Answer these questions from the book review below:
1. In what publication did the review originally appear?
2. To what does the review say the book's prayerful mountain climbs are akin?
3. Which mountains are gouged with the largest man-made hole on the planet?

## Document extract

---

Review Series: Essays of Rest and Restlessness

Review Series: Essays of Rest and Restlessness

Originally appeared in ImageUpdate, a publication of IMAGE Journal. 


Essays of Rest and Restlessness
First Church of the Higher Elevations: Mountains, Prayer and Presence by Peter Anderson

Things that many of us hope for in prayer and pilgrimage, even if we don’t admit it: “quiet peaceful serenity,” “out-of-the-ordinary contemplative skill,” “great mystical insight.”  What we often get, instead: “strangeness,” “an experience of Presence that feels more like absence,” and the occasional attack by a charging sloth bear. In his essay collection First Church of the Higher Elevations, Peter Anderson summits a lot of literal mountaintops, but this is not a catalog of spiritual mountaintop experiences. Instead, we get honest, meditative essays that reveal prayerful mountain climbs to be something akin to Quaker Meetings: “As space opened out near the high point of our walk, so too, from time to time, an inward way seemed to open, much as I had come to experience in the silence at the Meeting House.” Spaciousness is a running theme here. So is Presence. So is the restless adventuring toward some elusive restful center. Anderson’s insights are always paired with real places. Through these essays, the reader roves across Utah with Anderson to canyons, to tangled green wildernesses, to a high-altitude, back-country abbey. He helps us to see every creeping and leafy thing in these elevated Edens—but he goes to ugly places, too. The Oquirrh mountains, for example, are gouged with the largest man-made hole on the planet, an open-pit copper mine visible from space, and a chemical weapons incinerator. Not the holy place we’d expect—and yet it is the site for one of the most joyful, “grace-filled encounters” of the entire book. Through this book, those readers who can’t climb mountains—but long to—can do so vicariously. Those planning an actual prayer hike might use this book to prepare their souls. And those who are simply restless will uncover here some clue, perhaps, to what our restlessness is for.

---

## Supplied entries
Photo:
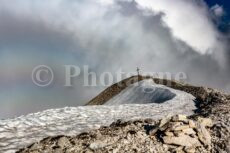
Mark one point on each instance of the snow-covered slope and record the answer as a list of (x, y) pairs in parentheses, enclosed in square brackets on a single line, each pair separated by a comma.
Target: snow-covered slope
[(147, 91), (157, 101)]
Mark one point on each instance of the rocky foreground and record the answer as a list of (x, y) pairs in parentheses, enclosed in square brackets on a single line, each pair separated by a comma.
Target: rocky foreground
[(206, 131)]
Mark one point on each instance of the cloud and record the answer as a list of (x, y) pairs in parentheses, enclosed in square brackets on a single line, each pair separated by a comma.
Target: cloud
[(218, 10), (107, 35)]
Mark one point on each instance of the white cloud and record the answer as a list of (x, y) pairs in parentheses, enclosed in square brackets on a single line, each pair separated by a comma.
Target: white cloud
[(189, 22), (218, 10)]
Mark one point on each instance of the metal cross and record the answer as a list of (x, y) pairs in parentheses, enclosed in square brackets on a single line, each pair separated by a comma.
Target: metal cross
[(138, 71)]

---

## Result of the task
1. ImageUpdate, a publication of IMAGE Journal
2. Quaker Meetings
3. The Oquirrh mountains